--- start of Exercise inputs ---

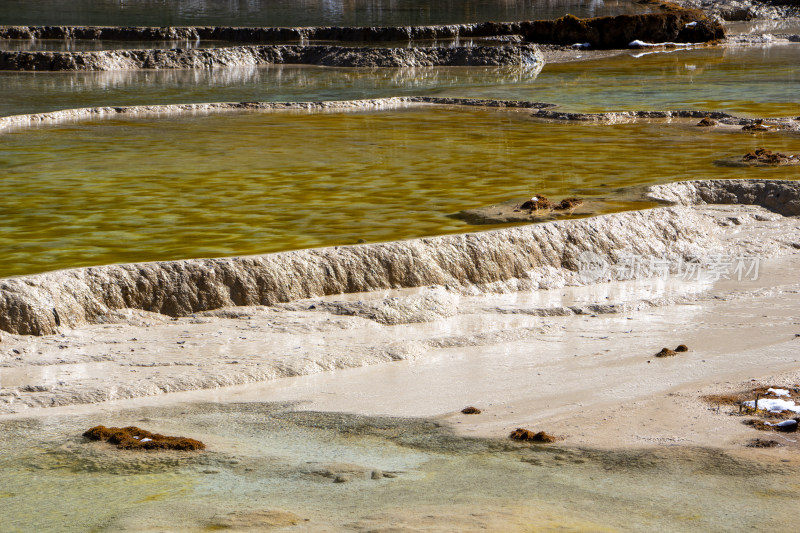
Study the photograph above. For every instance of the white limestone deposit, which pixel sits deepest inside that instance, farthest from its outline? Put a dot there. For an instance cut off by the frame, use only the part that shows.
(506, 320)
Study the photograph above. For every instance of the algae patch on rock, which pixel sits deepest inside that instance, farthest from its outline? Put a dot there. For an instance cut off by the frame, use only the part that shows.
(134, 438)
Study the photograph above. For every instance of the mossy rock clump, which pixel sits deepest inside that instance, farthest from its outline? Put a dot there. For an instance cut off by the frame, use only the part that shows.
(530, 436)
(134, 438)
(666, 352)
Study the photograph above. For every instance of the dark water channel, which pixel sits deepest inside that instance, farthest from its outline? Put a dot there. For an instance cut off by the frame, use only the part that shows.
(297, 12)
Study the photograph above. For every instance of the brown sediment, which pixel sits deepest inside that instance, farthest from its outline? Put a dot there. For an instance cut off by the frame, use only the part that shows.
(707, 122)
(755, 126)
(134, 438)
(762, 156)
(666, 352)
(762, 443)
(528, 435)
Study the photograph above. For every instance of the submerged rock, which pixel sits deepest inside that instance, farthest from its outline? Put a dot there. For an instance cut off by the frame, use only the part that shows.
(672, 23)
(528, 435)
(333, 56)
(134, 438)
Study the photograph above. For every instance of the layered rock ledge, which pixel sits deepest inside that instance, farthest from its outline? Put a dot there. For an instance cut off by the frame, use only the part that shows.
(674, 24)
(332, 56)
(520, 258)
(541, 110)
(88, 113)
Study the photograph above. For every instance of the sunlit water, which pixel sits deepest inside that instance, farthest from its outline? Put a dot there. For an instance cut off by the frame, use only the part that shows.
(297, 12)
(123, 191)
(752, 81)
(264, 457)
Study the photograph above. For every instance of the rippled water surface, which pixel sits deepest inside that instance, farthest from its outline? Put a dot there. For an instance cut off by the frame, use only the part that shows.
(297, 12)
(751, 81)
(267, 465)
(123, 191)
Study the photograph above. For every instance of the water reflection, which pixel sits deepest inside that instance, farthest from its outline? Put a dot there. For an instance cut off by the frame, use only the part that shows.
(749, 81)
(28, 92)
(124, 191)
(297, 12)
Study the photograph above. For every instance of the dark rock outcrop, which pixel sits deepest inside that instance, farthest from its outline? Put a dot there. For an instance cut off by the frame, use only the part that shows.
(602, 32)
(336, 56)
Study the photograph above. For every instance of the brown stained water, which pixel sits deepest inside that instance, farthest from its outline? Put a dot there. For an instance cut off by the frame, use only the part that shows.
(267, 464)
(753, 81)
(235, 184)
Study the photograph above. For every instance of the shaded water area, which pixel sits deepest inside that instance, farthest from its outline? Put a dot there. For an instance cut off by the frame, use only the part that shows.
(298, 12)
(751, 81)
(268, 465)
(235, 184)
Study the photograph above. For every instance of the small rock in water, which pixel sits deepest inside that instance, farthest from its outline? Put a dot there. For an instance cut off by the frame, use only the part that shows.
(707, 122)
(528, 435)
(666, 352)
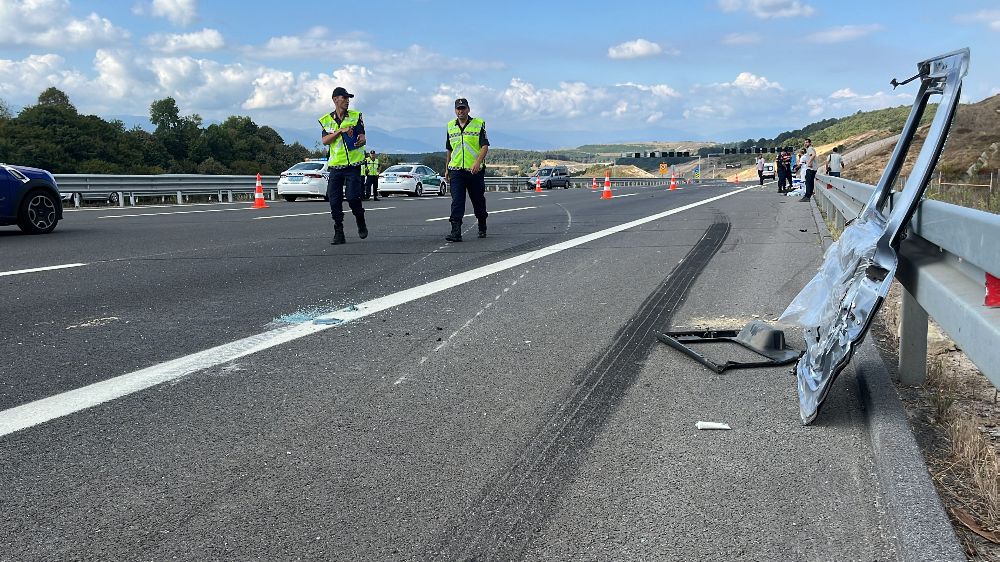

--- end of Exercise inputs ---

What needs to be done: Update every one of the rows above by changing "photograph" to "image" and keeping everything else the same, with the pictures left out.

Solution:
Study the image above. For every instance of the white limestone deposit, which pixel sits deepest inside that instance, farthest from its outline? Put a dot there. For an instance cut off by the frame, use only the part that shows.
(506, 320)
Study the image above. For every instance of the algae patch on rock, which pixel sits deepest inside that instance, farthest from its outline? Put a dot there. For an instance cut off by the frame, use only the part that shows.
(134, 438)
Study the image above. For every instance of the mossy rock clump, which pixel sits deepest inside that instance, farthest from its outline? Put a dot there. For an instance cut off by the frame, use only the part that shows.
(530, 436)
(134, 438)
(666, 352)
Study the image above. For every instance of the dark water channel, which pixel sits deepest inside that instance, farthest from its outline? Put a dot there. For an instance cut off by the frame, use only the part that shows.
(297, 12)
Study the image above. For every instance of the brown sediment, which pixel sits deepest inside that instance, farthest from its outline? Put a dot there. For an instance cut off by the frame, use only the part that shows.
(707, 122)
(755, 126)
(134, 438)
(762, 156)
(666, 352)
(762, 443)
(528, 435)
Study the image above. For every instance of the submerged rock, which pixel sits deepest inside that instance, farthest from its outline? Put a dot there. For an instance cut off by the frame, use only the part that shows.
(672, 23)
(528, 435)
(333, 56)
(134, 438)
Study the image above. For every instance of the layered rock ledge, which pixel sits deepest inside that instance, farthest from its outline? Put a dot there. For an instance cut off by the frame, use only the part that shows.
(674, 24)
(332, 56)
(520, 258)
(541, 110)
(88, 113)
Study the image above. For every instance of the sunlit water, which pixel sits deepest inside that instance, farthest from its outline? Put a dot there. For an instance cut off by the frame, use only the part that shows.
(297, 12)
(123, 191)
(752, 81)
(264, 457)
Study the image above. For every instance of the rippled water surface, which pixel sits deepest inside that instance, farthest from its outline? Put a dot there. For an instance cut off by the frame, use only the part that shows.
(297, 12)
(751, 81)
(267, 465)
(123, 191)
Study the image above. For every instance of the water reflection, which pixel sits deepest inside that instance, farthest from its outline? Put a dot there. For an instance cut off by the frame, use only the part that shows.
(749, 81)
(28, 92)
(124, 191)
(297, 12)
Study the image above. For every instance of the dark rock outcrop, which pixel sits deepest inside that instance, farthest from its outline? Put a dot there. For an instance cut off by the frame, use only the part that shows.
(602, 32)
(336, 56)
Study the image above. For every instance of the brown stained water, which pixel sits deepest inside that instance, farthest from its outline? Put a dot there. For an instance cut off by the frame, use only the part that shows.
(267, 464)
(753, 81)
(235, 184)
Study the image above. For every instance of the shaded water area, which pixel sits deepest inside that instance, farthest from its outline? Put a dot there. For an instance cut off by the frame, use only the part that shows.
(298, 12)
(751, 81)
(268, 465)
(235, 184)
Study the image above. For every instance of the small rock in water, which pixel sits deepest inside that instance, farthest from its outline? Put a dot there. For an instance cut off by the frame, use only the part that shows.
(707, 122)
(528, 435)
(666, 352)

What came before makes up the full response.